* TEXTE FOURNI

La dette : financement et politique
Le Maroc a repris ces dernières années la voie de l’extérieur pour financer son déficit budgétaire et les programmes d’investissement de ses entreprises publiques dans les secteurs du transport et des infrastructures. par Driss al Andaloussi
Après des années de flux issues du marché financier intérieur, l’endettement extérieur est revenu avec force dans la structure de la dette publique marocaine. Sur une dette publique globale d’environ 800 milliards de DH, la composante extérieure représente environ 37,5 %. En cinq ans le volume de cette dernière a augmenté d’environ 260 milliards de DH. Elle se retrouvera, de ce fait, au cœur de la campagne électorale qui aura lieu dans quelques mois.
La dette est une arme à double tranchant
La dette fait partie de sujets qui se retrouvent au cœur de la politique. Elle est présentée comme étant un moyen de financement du déficit du Trésor public et de celui des entreprises publiques, mais les lectures auxquelles elle donne lieu, sont souvent contradictoires et subissent les effets des équilibres et du jeu politique. Au pouvoir, le décideur politique chante la crédibilité du programme gouvernemental et la confiance dont il jouit auprès du marché, pour justifier le recours à l’endettement. De l’autre côté du tableau, les opposants lisent l’augmentation du chiffre de la dette comme un élément qui impacte l’avenir du pays et des générations futures. Entre les deux lectures, il y a une réalité qui fait de l’acte de recourir à l’épargne intérieure ou extérieure un élément indispensable pour la continuité de l’action publique et pour la création des conditions qui animent la croissance.
Les quelques mois qui restent avant la formation de la prochaine majorité vont mettre la dette parmi les thèmes qui seront débattus par les différents partis politiques. Des questions vont être posées sur l’augmentation de son volume, du pourquoi du recours à des dettes qui vont hypothéquer l’utilisation des ressources dans les années ultérieures , sur l’impact de l’endettement sur le niveau de la croissance et sur la résorption du chômage….. et toutes ces questions ne seraient pas totalement neutres. La nature du « combat politique » ne considèrerait pas les ressources issues des financements extérieurs comme étant porteurs de possibilités de renforcement des infrastructures et partant, de moyen de faciliter l’investissement productif de la croissance.

* DONNÉES FOURNIES
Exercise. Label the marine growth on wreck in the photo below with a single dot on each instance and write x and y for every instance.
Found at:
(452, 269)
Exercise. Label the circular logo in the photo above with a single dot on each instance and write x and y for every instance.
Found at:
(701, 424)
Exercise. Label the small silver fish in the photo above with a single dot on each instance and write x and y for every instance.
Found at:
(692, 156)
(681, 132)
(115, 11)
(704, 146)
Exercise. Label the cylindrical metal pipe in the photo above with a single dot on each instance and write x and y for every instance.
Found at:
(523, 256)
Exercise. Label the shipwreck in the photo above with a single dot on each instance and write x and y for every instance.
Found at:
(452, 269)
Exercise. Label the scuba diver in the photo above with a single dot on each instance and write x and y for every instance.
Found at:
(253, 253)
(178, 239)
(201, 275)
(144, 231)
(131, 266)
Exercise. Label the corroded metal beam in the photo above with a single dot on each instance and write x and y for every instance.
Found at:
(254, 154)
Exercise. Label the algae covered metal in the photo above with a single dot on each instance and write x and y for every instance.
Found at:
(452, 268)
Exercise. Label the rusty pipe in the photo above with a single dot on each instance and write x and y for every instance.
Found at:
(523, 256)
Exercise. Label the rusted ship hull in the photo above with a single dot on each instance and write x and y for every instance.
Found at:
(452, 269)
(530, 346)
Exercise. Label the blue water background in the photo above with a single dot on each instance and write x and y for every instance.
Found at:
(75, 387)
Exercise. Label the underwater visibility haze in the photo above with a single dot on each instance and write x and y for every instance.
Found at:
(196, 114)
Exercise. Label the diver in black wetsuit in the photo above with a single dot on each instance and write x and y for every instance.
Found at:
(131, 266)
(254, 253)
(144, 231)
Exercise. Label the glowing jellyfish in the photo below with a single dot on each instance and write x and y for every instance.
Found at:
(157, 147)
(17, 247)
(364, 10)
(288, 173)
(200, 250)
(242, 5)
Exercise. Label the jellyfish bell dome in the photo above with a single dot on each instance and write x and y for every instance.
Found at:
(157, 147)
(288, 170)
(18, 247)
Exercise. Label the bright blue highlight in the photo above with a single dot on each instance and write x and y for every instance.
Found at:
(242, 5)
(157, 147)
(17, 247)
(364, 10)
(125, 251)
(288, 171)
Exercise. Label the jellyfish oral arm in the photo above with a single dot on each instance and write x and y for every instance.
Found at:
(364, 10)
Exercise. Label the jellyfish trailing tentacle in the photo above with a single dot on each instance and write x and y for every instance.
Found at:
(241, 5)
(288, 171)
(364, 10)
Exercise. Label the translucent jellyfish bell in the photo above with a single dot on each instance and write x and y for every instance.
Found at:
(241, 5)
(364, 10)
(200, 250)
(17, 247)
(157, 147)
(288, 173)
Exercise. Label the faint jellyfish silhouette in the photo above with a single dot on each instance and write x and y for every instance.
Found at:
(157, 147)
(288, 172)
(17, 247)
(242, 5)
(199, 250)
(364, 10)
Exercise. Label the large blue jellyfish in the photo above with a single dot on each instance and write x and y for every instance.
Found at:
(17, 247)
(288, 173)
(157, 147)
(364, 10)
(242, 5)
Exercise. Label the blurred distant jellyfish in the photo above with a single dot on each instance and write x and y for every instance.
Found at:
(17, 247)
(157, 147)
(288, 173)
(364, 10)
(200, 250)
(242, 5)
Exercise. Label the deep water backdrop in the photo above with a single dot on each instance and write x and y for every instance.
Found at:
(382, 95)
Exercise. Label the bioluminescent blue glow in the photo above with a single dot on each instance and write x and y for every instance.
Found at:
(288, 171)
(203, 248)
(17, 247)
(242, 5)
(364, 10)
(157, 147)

* EXERCICE PROPOSÉ A
Recopiez le texte sur la dette marocaine depuis « La dette : financement » jusqu'à « dans quelques mois. » inclus, en substituant « déficit du Trésor » à « déficit budgétaire ».
* EXERCICE PROPOSÉ B
Répondez à ces questions d'après le texte sur la dette marocaine.
(i) Quelle part de la dette publique globale la composante extérieure représente-t-elle ?
(ii) De combien le volume de la dette extérieure a-t-il augmenté en cinq ans ?
(iii) Comment les opposants lisent-ils l'augmentation du chiffre de la dette ?
* EXERCICE PROPOSÉ C
Dans le texte sur la dette marocaine, relevez tous les points sur lesquels des questions vont être posées pendant les mois précédant la formation de la prochaine majorité.
La liste n'est d'aucune utilité pour ce travail.

* SOLUTION PROPOSÉE A
La dette : financement et politique
Le Maroc a repris ces dernières années la voie de l’extérieur pour financer son déficit du Trésor et les programmes d’investissement de ses entreprises publiques dans les secteurs du transport et des infrastructures. par Driss al Andaloussi
Après des années de flux issues du marché financier intérieur, l’endettement extérieur est revenu avec force dans la structure de la dette publique marocaine. Sur une dette publique globale d’environ 800 milliards de DH, la composante extérieure représente environ 37,5 %. En cinq ans le volume de cette dernière a augmenté d’environ 260 milliards de DH. Elle se retrouvera, de ce fait, au cœur de la campagne électorale qui aura lieu dans quelques mois.

* SOLUTION PROPOSÉE B
(i) Elle en représente environ 37,5 %.
(ii) Il a augmenté d'environ 260 milliards de DH.
(iii) Ils la lisent comme un élément qui impacte l'avenir du pays et des générations futures.

* SOLUTION PROPOSÉE C
- l'augmentation du volume de la dette
- le pourquoi du recours à des dettes qui vont hypothéquer l'utilisation des ressources dans les années ultérieures
- l'impact de l'endettement sur le niveau de la croissance
- l'impact de l'endettement sur la résorption du chômage